ASSIGNMENT:
Give back an exact copy of the lines below, from the first through the line with "box: [121, 61, 174, 187]"; please stop there.
--- START ---
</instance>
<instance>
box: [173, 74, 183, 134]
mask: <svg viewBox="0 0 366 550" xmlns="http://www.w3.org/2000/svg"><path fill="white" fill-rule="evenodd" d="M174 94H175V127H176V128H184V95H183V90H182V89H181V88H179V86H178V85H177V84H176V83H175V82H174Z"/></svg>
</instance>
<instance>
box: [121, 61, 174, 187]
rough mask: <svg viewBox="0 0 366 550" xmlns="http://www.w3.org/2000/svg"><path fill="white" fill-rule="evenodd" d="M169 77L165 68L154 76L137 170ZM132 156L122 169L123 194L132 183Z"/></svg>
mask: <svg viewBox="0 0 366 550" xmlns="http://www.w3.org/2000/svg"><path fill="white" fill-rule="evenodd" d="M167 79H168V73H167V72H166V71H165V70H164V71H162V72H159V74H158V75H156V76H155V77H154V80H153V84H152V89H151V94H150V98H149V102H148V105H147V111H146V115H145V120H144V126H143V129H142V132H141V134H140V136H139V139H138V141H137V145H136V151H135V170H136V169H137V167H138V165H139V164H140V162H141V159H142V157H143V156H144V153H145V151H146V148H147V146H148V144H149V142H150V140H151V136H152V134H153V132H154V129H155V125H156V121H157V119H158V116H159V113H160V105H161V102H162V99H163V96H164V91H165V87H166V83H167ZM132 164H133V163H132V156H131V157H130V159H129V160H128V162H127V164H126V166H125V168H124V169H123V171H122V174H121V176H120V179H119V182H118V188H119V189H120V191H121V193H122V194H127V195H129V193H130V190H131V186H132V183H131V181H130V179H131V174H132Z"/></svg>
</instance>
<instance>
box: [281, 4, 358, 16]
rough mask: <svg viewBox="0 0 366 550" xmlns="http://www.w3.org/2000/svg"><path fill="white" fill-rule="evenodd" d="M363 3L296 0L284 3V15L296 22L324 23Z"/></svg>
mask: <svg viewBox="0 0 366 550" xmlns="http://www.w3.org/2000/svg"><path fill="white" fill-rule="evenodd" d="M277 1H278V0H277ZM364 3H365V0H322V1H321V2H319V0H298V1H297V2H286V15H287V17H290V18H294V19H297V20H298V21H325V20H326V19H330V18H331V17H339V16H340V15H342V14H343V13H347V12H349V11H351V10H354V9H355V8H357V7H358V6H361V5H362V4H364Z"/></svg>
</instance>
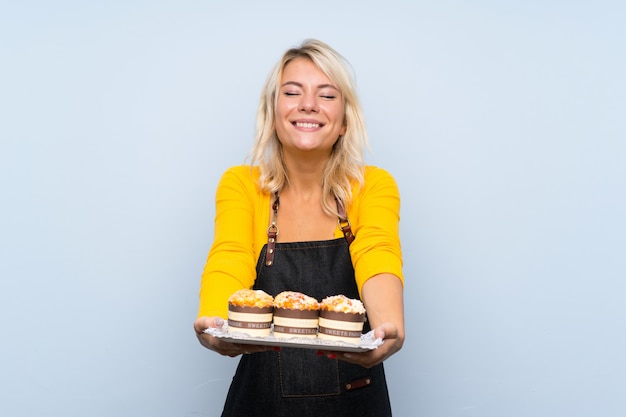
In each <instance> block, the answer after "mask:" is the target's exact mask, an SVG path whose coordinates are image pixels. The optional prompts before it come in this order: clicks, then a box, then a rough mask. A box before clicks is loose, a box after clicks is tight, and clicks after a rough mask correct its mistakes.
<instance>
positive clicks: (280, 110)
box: [275, 58, 346, 155]
mask: <svg viewBox="0 0 626 417" xmlns="http://www.w3.org/2000/svg"><path fill="white" fill-rule="evenodd" d="M275 114H276V120H275V123H276V134H277V136H278V140H279V141H280V142H281V144H282V145H283V152H285V154H286V155H287V154H292V153H294V152H295V154H298V153H301V152H308V153H309V154H310V153H311V152H316V151H317V152H321V153H323V154H325V155H327V154H329V153H330V150H331V149H332V147H333V145H334V144H335V142H336V141H337V139H338V138H339V136H340V135H343V134H344V133H345V131H346V128H345V124H344V118H345V117H344V115H345V113H344V106H343V99H342V96H341V92H340V91H339V89H338V87H337V86H336V85H335V84H334V83H333V82H332V81H331V80H330V79H328V77H327V76H326V75H324V73H323V72H322V71H320V69H319V68H317V66H316V65H315V64H314V63H313V62H312V61H310V60H309V59H306V58H296V59H294V60H292V61H290V62H289V63H288V64H287V65H286V66H285V68H284V70H283V75H282V79H281V80H280V89H279V92H278V100H277V103H276V112H275Z"/></svg>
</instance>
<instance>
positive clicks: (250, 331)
mask: <svg viewBox="0 0 626 417" xmlns="http://www.w3.org/2000/svg"><path fill="white" fill-rule="evenodd" d="M273 303H274V299H273V298H272V296H271V295H269V294H267V293H266V292H264V291H262V290H249V289H243V290H239V291H236V292H234V293H233V294H232V295H231V296H230V297H229V298H228V332H229V333H233V332H236V333H246V334H248V335H250V336H257V337H265V336H269V335H270V330H271V327H272V311H273Z"/></svg>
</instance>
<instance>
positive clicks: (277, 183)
mask: <svg viewBox="0 0 626 417" xmlns="http://www.w3.org/2000/svg"><path fill="white" fill-rule="evenodd" d="M296 58H306V59H309V60H311V61H312V62H313V63H314V64H315V65H316V66H317V67H318V68H319V69H320V70H321V71H322V72H323V73H324V74H325V75H326V76H327V77H328V78H329V79H330V80H331V81H332V82H333V83H335V84H336V86H337V87H338V88H339V90H340V91H341V96H342V99H343V106H344V114H345V116H344V117H345V120H344V123H345V126H346V132H345V134H344V135H343V136H340V137H339V139H338V140H337V142H336V143H335V145H334V146H333V148H332V151H331V155H330V158H329V159H328V161H327V162H326V165H325V167H324V176H323V178H322V189H323V195H324V196H333V197H336V198H337V199H339V200H341V201H342V202H343V203H344V204H345V205H348V204H349V203H350V201H351V200H352V186H353V185H354V184H358V185H362V184H363V168H364V166H365V162H364V157H363V153H364V150H365V148H367V146H368V137H367V130H366V127H365V120H364V117H363V110H362V109H361V104H360V103H359V99H358V96H357V93H356V85H355V81H354V78H353V76H352V73H351V71H350V68H351V67H350V64H349V63H348V61H347V60H346V59H345V58H344V57H343V56H341V55H340V54H339V53H338V52H337V51H335V50H334V49H333V48H331V47H330V46H328V45H327V44H325V43H324V42H321V41H318V40H315V39H307V40H305V41H304V42H302V43H301V44H300V45H299V46H297V47H295V48H291V49H289V50H287V51H286V52H285V53H284V54H283V56H282V58H281V60H280V61H279V62H278V64H277V65H276V66H275V67H274V69H273V70H272V71H271V72H270V74H269V76H268V77H267V80H266V82H265V86H264V88H263V91H262V93H261V99H260V102H259V108H258V110H257V116H256V134H255V142H254V146H253V147H252V150H251V151H250V155H249V158H250V165H251V166H254V165H255V164H258V166H259V168H260V171H261V176H260V178H259V187H260V188H261V190H262V191H264V192H268V193H271V194H273V193H275V192H279V191H280V190H281V189H282V188H283V187H284V185H285V184H286V183H287V182H288V181H289V178H288V177H287V171H286V168H285V163H284V159H283V154H282V145H281V143H280V141H279V140H278V137H277V135H276V127H275V116H276V113H275V109H276V102H277V100H278V91H279V88H280V81H281V79H282V75H283V71H284V69H285V67H286V66H287V64H288V63H289V62H291V61H292V60H294V59H296ZM328 200H329V199H328V198H323V199H322V209H323V210H324V212H325V213H327V214H330V215H337V214H338V213H337V207H336V205H335V204H334V203H330V202H329V201H328Z"/></svg>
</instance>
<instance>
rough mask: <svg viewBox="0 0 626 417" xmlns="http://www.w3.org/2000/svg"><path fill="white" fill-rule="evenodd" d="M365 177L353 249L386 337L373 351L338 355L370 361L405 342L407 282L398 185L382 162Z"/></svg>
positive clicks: (358, 274)
mask: <svg viewBox="0 0 626 417" xmlns="http://www.w3.org/2000/svg"><path fill="white" fill-rule="evenodd" d="M365 182H366V184H365V186H364V187H363V190H361V192H360V193H359V194H358V195H357V196H355V201H354V204H353V208H352V212H351V213H350V214H349V217H352V218H354V219H355V221H356V228H355V235H356V240H355V241H354V242H353V243H352V245H351V248H350V251H351V256H352V260H353V262H354V265H355V273H356V280H357V284H358V285H359V288H360V291H361V299H362V300H363V304H364V305H365V308H366V310H367V317H368V320H369V323H370V326H371V328H372V329H374V334H375V336H376V337H380V338H382V339H383V340H384V341H385V343H384V344H383V345H382V346H380V347H379V348H378V349H375V350H373V351H371V352H367V353H360V354H352V353H349V354H341V355H338V356H339V358H341V359H344V360H347V361H349V362H354V363H358V364H359V365H362V366H365V367H371V366H374V365H376V364H378V363H381V362H382V361H384V360H385V359H387V358H388V357H390V356H391V355H393V354H394V353H396V352H397V351H398V350H400V348H401V347H402V345H403V343H404V306H403V286H404V282H403V275H402V251H401V247H400V238H399V221H400V193H399V190H398V187H397V185H396V182H395V180H394V179H393V177H392V176H391V175H390V174H389V173H387V172H386V171H384V170H381V169H377V168H370V170H369V172H367V173H366V178H365Z"/></svg>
--- END ---
SOLUTION TO THIS EXERCISE:
</instance>
<instance>
box: [173, 74, 183, 134]
mask: <svg viewBox="0 0 366 550" xmlns="http://www.w3.org/2000/svg"><path fill="white" fill-rule="evenodd" d="M174 94H175V127H176V128H184V95H183V90H182V89H181V88H179V86H178V85H177V84H176V83H175V82H174Z"/></svg>
</instance>
<instance>
box: [121, 61, 174, 187]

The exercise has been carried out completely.